Lines from the one containing "Mark the small bare" through the end of the data are to be returned exactly, and no others.

Available data section start

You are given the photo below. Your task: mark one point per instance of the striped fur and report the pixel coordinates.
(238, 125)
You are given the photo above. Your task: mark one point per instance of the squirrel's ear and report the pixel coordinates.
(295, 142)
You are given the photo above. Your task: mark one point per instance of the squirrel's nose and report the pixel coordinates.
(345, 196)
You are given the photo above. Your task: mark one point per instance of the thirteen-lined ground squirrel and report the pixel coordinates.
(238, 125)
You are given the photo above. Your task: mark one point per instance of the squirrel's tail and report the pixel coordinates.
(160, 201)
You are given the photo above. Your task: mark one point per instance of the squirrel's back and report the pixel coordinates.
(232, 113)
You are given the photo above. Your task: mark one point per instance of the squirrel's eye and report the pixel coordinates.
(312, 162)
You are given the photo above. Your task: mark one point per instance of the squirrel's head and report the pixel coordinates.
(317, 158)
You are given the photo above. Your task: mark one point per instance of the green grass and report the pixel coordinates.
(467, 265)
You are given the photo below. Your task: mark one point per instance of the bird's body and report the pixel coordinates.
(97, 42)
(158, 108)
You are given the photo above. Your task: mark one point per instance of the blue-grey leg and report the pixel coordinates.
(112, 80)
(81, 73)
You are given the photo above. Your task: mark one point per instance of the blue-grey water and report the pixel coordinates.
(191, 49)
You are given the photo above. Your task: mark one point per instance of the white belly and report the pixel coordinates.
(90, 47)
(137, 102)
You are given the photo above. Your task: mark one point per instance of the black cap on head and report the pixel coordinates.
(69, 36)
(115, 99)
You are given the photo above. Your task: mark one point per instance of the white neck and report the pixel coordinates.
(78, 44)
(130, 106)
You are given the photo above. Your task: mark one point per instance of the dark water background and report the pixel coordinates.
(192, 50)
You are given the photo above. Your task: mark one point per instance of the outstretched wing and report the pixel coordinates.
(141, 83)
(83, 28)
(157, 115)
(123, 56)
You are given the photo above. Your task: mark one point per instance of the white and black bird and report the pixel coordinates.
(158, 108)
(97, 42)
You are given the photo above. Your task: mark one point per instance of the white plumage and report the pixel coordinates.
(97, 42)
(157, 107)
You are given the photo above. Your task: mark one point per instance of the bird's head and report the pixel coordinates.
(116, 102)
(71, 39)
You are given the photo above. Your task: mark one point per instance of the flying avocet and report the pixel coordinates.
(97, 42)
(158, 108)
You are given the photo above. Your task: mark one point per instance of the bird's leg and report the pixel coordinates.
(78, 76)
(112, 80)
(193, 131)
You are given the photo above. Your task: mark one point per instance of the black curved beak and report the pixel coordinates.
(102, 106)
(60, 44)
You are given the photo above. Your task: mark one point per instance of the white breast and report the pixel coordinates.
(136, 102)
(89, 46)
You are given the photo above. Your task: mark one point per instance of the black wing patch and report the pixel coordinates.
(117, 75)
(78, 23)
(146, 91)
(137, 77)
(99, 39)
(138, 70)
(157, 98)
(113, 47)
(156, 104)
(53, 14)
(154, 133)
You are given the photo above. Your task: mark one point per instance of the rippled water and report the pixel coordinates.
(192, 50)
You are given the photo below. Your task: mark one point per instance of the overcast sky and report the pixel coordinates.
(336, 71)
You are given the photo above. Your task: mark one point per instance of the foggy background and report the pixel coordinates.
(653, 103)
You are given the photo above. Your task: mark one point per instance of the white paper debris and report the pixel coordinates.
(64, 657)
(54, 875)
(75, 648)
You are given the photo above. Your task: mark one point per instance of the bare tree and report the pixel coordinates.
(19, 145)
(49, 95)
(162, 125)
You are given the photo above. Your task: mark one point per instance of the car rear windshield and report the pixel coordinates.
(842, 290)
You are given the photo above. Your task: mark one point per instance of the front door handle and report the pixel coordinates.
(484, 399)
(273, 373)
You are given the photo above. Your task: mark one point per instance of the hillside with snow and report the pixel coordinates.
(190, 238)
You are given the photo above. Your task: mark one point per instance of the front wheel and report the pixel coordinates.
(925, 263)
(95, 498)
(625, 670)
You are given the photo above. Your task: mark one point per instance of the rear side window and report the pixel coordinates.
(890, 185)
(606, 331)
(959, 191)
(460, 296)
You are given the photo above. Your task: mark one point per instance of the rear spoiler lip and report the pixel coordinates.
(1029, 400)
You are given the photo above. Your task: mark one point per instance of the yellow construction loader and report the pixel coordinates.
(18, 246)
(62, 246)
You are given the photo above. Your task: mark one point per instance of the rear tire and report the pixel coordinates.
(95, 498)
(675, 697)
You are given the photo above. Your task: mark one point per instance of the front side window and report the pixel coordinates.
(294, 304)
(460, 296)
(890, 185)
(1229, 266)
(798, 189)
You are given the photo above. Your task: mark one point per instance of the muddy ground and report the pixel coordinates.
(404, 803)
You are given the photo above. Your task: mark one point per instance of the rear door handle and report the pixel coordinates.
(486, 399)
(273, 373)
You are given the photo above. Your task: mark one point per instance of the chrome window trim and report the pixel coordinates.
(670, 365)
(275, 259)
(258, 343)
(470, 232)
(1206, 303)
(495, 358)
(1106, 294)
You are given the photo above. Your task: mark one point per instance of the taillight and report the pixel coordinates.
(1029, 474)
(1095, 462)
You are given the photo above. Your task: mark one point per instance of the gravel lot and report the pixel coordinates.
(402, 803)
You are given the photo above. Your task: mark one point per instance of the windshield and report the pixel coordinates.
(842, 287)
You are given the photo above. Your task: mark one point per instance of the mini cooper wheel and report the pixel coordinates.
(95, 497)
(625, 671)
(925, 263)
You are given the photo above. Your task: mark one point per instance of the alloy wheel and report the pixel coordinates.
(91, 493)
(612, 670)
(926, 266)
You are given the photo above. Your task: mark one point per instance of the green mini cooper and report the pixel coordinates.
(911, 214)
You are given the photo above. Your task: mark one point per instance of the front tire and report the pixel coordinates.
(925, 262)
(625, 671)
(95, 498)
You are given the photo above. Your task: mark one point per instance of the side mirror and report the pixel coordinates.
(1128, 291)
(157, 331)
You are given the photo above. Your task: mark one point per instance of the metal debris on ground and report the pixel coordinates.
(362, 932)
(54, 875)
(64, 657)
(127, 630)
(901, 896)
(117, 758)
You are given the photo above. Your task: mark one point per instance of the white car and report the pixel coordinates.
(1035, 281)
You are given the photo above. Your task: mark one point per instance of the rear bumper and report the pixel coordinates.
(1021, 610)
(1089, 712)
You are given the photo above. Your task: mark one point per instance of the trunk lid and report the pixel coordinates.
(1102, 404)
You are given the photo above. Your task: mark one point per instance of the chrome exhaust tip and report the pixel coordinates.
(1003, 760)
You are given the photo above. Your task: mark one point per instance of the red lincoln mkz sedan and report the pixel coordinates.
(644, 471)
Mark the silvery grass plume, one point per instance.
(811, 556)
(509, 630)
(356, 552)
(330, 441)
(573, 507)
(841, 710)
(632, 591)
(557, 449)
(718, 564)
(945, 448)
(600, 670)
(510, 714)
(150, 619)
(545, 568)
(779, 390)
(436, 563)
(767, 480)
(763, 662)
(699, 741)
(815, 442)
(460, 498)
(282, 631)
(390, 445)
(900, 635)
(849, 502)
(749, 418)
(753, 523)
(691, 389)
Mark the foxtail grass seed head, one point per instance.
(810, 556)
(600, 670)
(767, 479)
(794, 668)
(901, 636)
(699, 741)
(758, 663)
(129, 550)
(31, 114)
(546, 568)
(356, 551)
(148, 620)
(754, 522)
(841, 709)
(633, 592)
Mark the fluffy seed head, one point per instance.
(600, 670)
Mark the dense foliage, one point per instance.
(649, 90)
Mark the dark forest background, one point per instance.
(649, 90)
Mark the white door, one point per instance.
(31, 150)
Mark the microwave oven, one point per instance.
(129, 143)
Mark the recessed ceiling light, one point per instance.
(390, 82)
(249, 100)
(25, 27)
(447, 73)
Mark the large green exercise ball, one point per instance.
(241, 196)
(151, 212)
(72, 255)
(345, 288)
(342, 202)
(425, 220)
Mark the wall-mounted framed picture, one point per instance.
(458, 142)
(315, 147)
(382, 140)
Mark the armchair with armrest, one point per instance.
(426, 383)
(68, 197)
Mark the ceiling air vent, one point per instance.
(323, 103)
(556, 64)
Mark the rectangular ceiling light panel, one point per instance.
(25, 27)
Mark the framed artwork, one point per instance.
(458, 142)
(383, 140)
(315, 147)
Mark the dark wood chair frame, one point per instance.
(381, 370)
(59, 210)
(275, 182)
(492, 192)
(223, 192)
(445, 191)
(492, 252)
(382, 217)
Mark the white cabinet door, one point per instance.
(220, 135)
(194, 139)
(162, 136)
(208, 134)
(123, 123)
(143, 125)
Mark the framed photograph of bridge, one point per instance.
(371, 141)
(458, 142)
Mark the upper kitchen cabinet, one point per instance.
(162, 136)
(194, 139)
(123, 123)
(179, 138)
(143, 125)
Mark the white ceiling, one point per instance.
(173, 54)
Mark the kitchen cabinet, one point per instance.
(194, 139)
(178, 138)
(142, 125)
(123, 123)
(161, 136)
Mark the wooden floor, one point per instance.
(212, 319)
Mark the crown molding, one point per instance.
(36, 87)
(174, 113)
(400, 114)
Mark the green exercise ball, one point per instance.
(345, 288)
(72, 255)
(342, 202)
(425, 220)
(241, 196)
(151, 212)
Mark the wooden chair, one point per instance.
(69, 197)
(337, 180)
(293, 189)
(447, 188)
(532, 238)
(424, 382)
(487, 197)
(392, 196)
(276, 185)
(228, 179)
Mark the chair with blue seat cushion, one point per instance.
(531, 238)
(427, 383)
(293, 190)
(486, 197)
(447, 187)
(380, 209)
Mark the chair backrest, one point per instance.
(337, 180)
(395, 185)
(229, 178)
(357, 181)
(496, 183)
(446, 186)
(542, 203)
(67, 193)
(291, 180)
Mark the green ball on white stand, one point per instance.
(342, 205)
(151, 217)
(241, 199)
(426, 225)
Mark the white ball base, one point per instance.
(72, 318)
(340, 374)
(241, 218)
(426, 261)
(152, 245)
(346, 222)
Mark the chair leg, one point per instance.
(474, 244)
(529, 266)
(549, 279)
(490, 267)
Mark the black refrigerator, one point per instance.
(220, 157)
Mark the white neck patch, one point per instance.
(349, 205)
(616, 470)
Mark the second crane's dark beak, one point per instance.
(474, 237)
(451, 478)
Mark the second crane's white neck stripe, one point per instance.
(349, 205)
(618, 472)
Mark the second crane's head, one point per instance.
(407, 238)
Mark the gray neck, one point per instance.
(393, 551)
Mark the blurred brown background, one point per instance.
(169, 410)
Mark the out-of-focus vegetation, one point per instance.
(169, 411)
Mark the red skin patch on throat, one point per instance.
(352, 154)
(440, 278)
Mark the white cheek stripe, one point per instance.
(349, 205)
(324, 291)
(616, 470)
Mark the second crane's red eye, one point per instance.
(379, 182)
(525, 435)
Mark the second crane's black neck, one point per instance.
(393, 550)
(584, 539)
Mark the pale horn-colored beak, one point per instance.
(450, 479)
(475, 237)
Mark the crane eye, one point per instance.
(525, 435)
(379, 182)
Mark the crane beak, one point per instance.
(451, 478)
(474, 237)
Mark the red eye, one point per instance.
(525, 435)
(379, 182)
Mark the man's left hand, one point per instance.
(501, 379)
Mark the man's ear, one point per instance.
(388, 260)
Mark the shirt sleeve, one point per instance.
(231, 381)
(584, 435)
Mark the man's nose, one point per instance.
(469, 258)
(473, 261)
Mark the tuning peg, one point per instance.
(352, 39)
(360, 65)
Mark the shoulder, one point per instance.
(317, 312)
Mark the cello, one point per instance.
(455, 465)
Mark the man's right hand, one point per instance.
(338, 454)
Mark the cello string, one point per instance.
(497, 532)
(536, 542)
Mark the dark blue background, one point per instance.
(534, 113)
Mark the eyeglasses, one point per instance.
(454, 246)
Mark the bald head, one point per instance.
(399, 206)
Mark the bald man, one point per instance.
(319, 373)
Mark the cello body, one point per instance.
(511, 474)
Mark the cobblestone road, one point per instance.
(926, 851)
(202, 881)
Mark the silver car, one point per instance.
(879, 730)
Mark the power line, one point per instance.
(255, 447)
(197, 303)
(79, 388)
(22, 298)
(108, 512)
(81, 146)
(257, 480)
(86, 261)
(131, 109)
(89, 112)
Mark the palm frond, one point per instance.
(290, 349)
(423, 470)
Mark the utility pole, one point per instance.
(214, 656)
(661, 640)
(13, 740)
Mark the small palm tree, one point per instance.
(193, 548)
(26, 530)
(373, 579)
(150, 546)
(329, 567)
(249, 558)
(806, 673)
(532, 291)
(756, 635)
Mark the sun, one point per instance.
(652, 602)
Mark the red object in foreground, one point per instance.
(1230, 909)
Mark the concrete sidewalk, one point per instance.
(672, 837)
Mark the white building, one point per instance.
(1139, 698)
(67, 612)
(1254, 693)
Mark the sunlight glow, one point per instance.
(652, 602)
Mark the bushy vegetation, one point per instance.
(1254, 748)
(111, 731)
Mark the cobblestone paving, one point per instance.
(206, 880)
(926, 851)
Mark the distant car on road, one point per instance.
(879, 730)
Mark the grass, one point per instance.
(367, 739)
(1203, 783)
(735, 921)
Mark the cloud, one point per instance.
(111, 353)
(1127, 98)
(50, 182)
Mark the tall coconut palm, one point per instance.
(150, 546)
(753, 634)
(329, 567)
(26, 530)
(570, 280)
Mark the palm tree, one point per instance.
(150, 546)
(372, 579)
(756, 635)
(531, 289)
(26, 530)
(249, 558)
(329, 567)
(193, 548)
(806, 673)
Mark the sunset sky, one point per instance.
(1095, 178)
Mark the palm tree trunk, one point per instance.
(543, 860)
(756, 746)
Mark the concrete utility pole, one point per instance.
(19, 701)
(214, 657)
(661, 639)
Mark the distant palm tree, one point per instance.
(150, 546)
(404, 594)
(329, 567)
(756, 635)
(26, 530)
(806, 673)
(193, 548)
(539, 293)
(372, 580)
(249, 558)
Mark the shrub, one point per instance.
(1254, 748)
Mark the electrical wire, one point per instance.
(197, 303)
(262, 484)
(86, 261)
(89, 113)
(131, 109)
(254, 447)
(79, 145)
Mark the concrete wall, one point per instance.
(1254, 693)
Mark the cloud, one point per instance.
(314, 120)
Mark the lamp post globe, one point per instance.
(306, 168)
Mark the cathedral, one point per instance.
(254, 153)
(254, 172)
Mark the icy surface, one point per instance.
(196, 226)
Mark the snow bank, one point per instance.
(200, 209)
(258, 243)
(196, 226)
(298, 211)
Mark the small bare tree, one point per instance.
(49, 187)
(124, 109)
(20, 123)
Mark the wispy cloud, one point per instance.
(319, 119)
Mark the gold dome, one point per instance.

Available data section end

== The answer ==
Mark the small bare tree, one point per instance.
(49, 187)
(124, 109)
(20, 123)
Mark the wispy cloud, one point per instance.
(319, 119)
Mark the gold dome, one point per instance.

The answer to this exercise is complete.